• Problem statement
Reproduce the stretch of the material from its beginning through the line containing "[(315, 164)]", substituting "clapboard" for "board and batten" and leaving everything else unchanged.
+ + + + + + +
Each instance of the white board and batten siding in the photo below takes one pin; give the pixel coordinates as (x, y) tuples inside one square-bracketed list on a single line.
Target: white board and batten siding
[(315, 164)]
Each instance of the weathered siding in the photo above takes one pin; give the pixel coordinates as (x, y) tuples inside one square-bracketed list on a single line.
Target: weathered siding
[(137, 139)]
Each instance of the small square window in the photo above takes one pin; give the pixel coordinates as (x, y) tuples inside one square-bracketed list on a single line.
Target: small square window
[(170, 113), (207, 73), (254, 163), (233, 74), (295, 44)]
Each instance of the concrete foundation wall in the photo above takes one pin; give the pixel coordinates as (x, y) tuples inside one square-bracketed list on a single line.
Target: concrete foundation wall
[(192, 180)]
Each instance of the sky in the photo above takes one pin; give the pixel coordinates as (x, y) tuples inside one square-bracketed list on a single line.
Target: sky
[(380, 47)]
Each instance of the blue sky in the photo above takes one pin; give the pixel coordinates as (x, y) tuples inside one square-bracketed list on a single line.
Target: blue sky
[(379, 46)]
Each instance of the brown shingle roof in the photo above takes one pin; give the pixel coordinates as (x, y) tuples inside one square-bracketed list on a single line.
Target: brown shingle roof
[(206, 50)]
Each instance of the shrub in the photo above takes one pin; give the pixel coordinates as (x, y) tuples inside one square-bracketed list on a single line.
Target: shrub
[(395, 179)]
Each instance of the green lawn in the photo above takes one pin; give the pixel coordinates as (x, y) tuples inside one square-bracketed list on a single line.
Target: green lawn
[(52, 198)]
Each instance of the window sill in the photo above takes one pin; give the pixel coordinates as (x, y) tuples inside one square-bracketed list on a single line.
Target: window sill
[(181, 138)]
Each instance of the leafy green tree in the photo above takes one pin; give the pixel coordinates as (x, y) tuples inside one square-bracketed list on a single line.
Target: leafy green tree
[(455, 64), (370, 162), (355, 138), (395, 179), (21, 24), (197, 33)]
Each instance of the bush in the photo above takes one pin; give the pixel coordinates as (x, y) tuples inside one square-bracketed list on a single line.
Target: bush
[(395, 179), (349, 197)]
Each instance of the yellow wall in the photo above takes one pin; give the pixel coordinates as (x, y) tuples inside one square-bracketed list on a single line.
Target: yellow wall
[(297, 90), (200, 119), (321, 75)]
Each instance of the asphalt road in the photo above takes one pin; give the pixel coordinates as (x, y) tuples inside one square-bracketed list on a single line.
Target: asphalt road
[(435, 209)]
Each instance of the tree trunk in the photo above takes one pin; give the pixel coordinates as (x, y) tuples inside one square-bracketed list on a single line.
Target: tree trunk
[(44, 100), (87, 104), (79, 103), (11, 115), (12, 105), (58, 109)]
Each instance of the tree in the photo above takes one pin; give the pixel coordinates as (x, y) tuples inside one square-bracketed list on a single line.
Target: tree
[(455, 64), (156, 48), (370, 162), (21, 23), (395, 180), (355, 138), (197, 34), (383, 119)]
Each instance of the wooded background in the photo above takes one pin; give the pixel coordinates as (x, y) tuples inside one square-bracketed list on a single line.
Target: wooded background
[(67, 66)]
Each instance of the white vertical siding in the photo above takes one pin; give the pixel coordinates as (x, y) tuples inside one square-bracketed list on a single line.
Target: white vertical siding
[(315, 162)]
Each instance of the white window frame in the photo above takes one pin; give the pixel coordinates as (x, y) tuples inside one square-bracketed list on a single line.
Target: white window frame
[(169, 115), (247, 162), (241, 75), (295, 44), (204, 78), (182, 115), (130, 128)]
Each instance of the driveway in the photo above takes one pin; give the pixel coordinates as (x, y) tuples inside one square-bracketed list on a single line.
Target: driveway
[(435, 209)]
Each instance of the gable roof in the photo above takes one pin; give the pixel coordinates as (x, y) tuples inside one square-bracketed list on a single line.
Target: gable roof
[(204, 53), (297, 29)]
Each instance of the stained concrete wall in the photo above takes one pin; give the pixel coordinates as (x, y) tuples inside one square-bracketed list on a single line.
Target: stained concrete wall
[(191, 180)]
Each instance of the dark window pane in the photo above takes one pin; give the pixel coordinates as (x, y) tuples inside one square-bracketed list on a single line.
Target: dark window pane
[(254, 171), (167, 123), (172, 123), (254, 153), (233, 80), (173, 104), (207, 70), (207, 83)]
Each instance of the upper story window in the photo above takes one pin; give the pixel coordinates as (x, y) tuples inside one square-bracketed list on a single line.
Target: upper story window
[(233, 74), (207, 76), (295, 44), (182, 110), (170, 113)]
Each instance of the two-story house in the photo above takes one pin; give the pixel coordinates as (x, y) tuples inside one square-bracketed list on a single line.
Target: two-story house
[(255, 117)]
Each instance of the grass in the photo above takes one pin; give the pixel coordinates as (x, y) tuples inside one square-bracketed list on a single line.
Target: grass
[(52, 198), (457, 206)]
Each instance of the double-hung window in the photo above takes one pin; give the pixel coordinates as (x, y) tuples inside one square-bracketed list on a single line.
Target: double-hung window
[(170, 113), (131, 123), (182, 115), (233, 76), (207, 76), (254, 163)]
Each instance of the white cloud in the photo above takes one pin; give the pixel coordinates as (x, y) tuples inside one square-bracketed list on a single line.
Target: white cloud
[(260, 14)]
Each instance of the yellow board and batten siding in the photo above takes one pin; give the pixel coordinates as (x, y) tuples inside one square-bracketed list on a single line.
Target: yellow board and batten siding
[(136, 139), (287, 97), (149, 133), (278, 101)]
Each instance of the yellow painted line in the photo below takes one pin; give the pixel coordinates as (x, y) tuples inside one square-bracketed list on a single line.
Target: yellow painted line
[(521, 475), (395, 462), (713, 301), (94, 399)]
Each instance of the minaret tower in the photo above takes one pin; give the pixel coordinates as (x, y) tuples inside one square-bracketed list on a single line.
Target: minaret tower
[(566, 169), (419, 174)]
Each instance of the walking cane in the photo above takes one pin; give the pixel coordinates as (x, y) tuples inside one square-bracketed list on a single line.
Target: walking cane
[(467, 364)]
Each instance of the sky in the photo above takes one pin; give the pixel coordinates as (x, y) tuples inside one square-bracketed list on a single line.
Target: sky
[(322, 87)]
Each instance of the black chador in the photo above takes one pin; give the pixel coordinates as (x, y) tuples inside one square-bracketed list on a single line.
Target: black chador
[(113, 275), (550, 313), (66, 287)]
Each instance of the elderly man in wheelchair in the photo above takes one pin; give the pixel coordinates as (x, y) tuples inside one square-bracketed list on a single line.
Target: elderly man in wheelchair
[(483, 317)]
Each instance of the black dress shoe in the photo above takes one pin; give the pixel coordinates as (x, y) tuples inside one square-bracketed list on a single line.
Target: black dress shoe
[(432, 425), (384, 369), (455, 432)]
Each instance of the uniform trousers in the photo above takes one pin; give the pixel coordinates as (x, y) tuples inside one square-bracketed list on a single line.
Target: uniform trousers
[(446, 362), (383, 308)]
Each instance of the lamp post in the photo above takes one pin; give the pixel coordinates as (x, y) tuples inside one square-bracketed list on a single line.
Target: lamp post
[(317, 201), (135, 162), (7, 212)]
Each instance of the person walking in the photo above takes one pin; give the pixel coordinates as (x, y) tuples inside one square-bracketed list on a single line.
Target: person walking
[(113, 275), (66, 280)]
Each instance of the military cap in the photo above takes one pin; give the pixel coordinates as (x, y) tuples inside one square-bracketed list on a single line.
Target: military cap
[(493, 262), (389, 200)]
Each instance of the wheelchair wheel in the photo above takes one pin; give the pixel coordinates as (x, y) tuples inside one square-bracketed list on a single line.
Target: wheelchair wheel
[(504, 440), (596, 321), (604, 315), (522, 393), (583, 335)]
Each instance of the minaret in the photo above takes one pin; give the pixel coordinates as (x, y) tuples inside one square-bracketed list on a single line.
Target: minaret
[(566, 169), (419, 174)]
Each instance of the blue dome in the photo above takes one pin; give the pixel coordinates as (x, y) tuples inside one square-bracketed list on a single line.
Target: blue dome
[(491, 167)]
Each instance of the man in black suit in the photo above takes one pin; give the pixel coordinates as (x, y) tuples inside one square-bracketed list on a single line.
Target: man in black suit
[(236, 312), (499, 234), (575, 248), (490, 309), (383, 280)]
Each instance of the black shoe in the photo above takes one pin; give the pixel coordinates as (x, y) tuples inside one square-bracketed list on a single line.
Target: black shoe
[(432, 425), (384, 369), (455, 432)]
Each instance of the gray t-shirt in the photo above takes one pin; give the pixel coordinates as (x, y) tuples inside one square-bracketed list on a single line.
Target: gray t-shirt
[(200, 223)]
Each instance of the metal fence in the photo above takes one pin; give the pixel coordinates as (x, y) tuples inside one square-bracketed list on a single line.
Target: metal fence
+ + + + + + +
• Result
Each instance of the white clapboard siding in the photo below takes one pin; give the pixel coordinates as (x, y) tuples inside one square-bracketed list on a single line.
Target: white clapboard siding
[(315, 164)]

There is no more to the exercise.